* **Exercise description**
Quote the material below word for word, from its first line through the line that contains "[(317, 115), (740, 139), (576, 121), (35, 128), (699, 134)]", including both ends.

[Material from a point labeling set]
• • •

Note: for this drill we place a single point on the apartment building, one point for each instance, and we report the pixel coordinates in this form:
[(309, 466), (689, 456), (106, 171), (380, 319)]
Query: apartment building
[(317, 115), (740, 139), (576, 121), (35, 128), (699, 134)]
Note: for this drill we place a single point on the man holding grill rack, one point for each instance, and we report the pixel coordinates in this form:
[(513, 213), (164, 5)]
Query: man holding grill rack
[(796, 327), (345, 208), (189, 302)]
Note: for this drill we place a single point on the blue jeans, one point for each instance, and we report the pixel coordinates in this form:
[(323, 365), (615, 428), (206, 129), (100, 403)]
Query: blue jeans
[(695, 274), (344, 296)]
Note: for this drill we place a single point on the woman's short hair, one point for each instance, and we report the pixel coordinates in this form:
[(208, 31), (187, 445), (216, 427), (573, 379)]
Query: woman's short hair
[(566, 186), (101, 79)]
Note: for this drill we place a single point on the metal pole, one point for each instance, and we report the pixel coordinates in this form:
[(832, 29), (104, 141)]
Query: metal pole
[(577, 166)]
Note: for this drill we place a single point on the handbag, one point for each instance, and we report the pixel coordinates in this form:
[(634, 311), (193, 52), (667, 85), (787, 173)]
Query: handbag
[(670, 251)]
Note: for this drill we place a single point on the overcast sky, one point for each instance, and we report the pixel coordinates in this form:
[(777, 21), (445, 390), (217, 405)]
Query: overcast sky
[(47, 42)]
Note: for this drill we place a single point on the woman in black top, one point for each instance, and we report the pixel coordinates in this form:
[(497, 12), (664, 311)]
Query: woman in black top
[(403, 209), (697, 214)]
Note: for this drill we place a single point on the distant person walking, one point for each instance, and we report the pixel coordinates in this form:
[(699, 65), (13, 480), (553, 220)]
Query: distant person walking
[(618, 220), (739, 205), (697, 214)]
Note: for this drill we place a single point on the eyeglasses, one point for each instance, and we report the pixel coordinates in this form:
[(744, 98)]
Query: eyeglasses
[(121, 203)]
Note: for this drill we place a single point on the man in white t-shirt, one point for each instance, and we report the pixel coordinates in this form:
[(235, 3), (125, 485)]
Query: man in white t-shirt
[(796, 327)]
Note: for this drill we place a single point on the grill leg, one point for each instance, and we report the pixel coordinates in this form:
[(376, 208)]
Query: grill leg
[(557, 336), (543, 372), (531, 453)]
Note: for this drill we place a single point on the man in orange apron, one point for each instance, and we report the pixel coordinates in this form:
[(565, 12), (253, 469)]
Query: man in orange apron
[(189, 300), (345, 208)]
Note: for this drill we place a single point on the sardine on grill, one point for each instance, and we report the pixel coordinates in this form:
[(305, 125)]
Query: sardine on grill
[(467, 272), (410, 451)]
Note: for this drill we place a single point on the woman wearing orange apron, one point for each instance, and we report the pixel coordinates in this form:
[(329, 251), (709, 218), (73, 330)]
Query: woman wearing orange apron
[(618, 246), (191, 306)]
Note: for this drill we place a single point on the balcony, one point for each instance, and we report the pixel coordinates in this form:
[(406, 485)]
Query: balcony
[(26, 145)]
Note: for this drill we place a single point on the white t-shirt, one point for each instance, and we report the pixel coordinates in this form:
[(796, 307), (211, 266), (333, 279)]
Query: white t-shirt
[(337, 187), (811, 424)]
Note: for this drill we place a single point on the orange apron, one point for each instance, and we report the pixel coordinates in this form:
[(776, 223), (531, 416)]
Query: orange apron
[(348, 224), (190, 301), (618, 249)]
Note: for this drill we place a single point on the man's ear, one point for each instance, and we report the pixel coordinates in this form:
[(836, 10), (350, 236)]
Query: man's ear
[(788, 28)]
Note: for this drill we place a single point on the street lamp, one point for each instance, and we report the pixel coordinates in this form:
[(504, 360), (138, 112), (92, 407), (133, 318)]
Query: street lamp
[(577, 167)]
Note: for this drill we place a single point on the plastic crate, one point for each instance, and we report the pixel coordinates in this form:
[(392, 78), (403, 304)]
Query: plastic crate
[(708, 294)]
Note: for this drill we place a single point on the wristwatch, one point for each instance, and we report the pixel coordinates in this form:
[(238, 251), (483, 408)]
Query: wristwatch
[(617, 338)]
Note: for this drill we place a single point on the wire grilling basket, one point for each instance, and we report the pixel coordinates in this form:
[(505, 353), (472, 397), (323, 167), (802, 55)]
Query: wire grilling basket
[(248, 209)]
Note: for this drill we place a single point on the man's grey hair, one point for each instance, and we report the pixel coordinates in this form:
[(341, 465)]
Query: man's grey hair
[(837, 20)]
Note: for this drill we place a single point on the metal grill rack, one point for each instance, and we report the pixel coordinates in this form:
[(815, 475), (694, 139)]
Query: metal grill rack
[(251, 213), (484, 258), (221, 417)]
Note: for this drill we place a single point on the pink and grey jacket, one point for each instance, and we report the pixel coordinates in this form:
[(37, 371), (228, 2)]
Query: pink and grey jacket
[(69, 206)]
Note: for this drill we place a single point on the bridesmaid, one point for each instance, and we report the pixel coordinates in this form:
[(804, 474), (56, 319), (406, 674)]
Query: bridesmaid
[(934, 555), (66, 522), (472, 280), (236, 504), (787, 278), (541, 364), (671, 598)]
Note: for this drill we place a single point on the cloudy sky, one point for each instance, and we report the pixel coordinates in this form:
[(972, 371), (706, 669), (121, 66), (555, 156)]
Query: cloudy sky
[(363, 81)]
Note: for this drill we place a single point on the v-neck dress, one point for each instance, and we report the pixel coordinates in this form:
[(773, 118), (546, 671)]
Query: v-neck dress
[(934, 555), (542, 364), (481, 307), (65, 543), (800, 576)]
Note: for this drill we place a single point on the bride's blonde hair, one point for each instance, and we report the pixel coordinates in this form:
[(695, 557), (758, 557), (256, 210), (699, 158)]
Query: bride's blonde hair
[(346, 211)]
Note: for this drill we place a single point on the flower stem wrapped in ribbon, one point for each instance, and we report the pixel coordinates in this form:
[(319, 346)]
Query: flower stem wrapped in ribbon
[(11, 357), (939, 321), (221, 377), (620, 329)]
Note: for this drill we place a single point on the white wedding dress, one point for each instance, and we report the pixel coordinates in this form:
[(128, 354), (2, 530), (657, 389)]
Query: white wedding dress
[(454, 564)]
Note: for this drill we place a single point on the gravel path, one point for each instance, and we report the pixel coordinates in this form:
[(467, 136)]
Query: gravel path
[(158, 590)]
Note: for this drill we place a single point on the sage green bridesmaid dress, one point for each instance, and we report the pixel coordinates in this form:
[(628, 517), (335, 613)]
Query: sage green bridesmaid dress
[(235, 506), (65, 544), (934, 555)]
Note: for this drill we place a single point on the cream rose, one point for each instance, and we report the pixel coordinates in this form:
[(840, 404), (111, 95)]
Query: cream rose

• • •

* **Answer**
Note: for this drill we place a single point on the apartment building, one point for each instance, and we report the pixel coordinates in this form:
[(309, 466), (689, 456), (106, 171), (380, 319)]
Query: apartment building
[(317, 115), (740, 139), (576, 121), (35, 128), (699, 134)]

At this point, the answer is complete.